WORK REQUIRED:
Please put the records below into a JSON list of strings, with one string for each line and no entries for blank lines.

-*-*-

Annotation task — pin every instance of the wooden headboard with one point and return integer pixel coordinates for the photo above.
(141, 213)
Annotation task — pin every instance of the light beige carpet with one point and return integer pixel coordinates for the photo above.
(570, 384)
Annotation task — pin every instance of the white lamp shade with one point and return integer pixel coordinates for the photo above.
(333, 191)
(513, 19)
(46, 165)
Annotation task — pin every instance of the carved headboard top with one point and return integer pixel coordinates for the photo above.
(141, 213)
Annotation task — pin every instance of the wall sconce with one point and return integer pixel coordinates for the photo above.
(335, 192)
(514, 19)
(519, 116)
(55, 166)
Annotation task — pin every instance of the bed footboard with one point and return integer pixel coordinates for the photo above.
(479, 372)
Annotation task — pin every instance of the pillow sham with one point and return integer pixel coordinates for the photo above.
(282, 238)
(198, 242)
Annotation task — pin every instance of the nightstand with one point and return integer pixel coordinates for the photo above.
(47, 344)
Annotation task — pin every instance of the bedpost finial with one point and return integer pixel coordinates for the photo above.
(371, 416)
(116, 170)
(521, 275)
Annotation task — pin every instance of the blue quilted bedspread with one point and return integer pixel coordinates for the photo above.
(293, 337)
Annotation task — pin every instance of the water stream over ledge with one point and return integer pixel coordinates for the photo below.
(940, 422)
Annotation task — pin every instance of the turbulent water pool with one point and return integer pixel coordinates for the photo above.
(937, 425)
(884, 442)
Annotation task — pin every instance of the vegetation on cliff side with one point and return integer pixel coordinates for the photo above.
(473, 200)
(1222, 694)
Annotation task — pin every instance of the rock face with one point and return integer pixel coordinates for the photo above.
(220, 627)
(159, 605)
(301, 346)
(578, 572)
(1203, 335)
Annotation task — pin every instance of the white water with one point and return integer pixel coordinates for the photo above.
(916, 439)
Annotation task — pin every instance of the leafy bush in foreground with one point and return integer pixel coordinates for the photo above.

-*-*-

TASK RESPONSE:
[
  "Annotation task — pin every instance of the wooden headboard with one point and return integer pixel coordinates for the photo above.",
  "(141, 213)",
  "Annotation task — pin every instance of the light beige carpet with one point and return integer pixel coordinates for the photo above.",
  "(570, 384)",
  "Annotation task — pin every instance of the white lamp shade with one point and return integer pixel coordinates for the photo above.",
  "(333, 191)",
  "(513, 19)",
  "(46, 165)",
  "Annotation task — pin every instance of the carved headboard top with one point and return integer pixel coordinates for the photo above.",
  "(141, 213)",
  "Annotation task — pin every instance of the wall sconce with one point and return integer pixel coordinates for the photo above.",
  "(335, 192)",
  "(514, 19)",
  "(519, 116)",
  "(55, 166)",
  "Annotation task — pin every instance of the bed footboard with one point and return integer pixel coordinates for the photo above.",
  "(479, 372)",
  "Annotation task — pin every instance of the pillow sham with one point and return integer pixel coordinates for the photo above.",
  "(282, 238)",
  "(198, 242)",
  "Annotation task — pin every instance of the nightstand with one point and return integer pixel coordinates for the photo above.",
  "(47, 344)",
  "Annotation task — pin every instance of the bedpost finial with one point and return integer pixel coordinates for the photo above.",
  "(371, 416)",
  "(116, 170)",
  "(521, 275)",
  "Annotation task — pin every instance of the blue quilted bedspread with one point and return integer pixel coordinates for the photo above.",
  "(293, 337)",
  "Annotation task — pin every instance of the water stream over ledge with one point and return integer pixel coordinates for the photo below.",
  "(940, 422)",
  "Annotation task — pin every instance of the turbulent water pool with one point and return integer pixel coordinates for the photo above.",
  "(937, 425)",
  "(884, 442)",
  "Annotation task — pin every instance of the vegetation on cliff side with one point and return integer pixel coordinates for the photo above.",
  "(473, 200)",
  "(1222, 694)",
  "Annotation task — pin every instance of the rock face with one point and return integer pixel coordinates for the photo above.",
  "(220, 627)",
  "(159, 605)",
  "(301, 346)",
  "(578, 572)",
  "(1203, 335)",
  "Annotation task — pin every instance of the white water with one point and return integer pixel coordinates for the photo above.",
  "(916, 439)",
  "Annotation task — pin every instance of the leafy bush in foreground with one point and return integer pixel coordinates for the photo above."
]